Saved entries
>>
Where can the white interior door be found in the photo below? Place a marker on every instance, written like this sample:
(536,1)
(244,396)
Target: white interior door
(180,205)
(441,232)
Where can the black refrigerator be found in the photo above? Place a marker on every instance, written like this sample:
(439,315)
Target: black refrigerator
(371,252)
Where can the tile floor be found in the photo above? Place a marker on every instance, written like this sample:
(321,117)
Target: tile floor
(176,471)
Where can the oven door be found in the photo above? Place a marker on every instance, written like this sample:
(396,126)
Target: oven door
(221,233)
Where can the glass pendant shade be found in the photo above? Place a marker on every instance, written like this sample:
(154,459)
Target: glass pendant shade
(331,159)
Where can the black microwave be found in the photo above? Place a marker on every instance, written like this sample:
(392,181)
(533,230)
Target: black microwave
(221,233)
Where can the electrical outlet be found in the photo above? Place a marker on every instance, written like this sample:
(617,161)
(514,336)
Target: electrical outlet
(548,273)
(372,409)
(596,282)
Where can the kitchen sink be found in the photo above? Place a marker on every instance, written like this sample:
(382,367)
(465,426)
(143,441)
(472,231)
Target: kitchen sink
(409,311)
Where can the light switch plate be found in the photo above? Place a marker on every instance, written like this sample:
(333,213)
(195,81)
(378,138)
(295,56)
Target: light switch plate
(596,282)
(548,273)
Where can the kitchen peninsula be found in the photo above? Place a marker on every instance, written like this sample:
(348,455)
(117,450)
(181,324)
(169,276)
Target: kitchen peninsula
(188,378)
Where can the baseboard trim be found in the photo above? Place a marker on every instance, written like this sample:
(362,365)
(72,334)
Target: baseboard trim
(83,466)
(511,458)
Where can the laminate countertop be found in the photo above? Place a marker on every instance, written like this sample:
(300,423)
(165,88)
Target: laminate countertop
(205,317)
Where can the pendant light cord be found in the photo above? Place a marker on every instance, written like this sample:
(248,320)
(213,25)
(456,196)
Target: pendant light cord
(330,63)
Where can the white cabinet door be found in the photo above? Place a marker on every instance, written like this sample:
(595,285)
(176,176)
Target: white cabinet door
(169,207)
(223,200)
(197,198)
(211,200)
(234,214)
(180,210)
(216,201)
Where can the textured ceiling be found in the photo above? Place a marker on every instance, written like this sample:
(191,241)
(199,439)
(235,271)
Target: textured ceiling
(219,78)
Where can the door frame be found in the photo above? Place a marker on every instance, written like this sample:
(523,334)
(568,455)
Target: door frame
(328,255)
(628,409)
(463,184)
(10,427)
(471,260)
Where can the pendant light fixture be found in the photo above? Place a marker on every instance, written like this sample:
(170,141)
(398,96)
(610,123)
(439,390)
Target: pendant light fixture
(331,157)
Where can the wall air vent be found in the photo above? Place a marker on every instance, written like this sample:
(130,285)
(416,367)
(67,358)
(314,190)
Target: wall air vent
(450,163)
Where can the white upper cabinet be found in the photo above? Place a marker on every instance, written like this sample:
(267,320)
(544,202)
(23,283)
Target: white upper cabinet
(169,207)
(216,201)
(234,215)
<<
_Requirements_
Could you copy out, word for word, the part of the records above that opens with the line containing "Where can the white cabinet" and runs through the end of the records?

_Output_
Where can the white cabinet door be found in the photo above? Place a marker on every instance, written like this sample:
(595,285)
(176,176)
Target: white cabinet door
(169,207)
(223,200)
(197,198)
(211,200)
(234,214)
(180,210)
(216,201)
Where can the textured ceiling be found in the photo above? Place a marker on every instance, written like this sample:
(191,241)
(199,439)
(235,271)
Target: textured ceiling
(219,78)
Where can the door frame be found in the photo above? Place a marker on every instance, written like this sample:
(523,334)
(568,455)
Target: door frame
(328,255)
(628,409)
(463,184)
(10,427)
(471,260)
Where can the pendant light fixture be found in the photo above? Place a marker on every instance, written like this sample:
(170,141)
(398,96)
(610,123)
(439,390)
Target: pendant light fixture
(331,157)
Where can the wall air vent be found in the photo above? Place a marker on every instance, written like this sample:
(130,285)
(416,367)
(67,358)
(314,190)
Target: wall air vent
(450,163)
Where can the white upper cabinet be found in the photo above? Place a marker on every instance, written like this sample:
(267,320)
(544,202)
(23,283)
Target: white upper cabinet
(169,207)
(216,201)
(234,215)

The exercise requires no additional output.